# START OF Dataset records

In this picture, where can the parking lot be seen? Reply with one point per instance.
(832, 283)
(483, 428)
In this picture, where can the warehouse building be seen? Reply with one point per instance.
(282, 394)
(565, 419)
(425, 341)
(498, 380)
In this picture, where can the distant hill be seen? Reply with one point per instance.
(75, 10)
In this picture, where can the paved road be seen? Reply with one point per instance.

# END OF Dataset records
# START OF Dataset records

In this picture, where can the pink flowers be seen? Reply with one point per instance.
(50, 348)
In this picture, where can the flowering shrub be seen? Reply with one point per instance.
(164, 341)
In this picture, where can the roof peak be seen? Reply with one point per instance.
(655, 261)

# END OF Dataset records

▶ **Task objective**: Put the lines of the records from the one containing "In this picture, where can the distant" through the one containing "In this picture, where can the paved", both included, into a numbered list, leaving out any blank lines.

▶ **Answer for this exercise**:
1. In this picture, where can the distant hill be seen? Reply with one point per instance.
2. (75, 10)
3. In this picture, where can the paved road be seen? Reply with one point per instance.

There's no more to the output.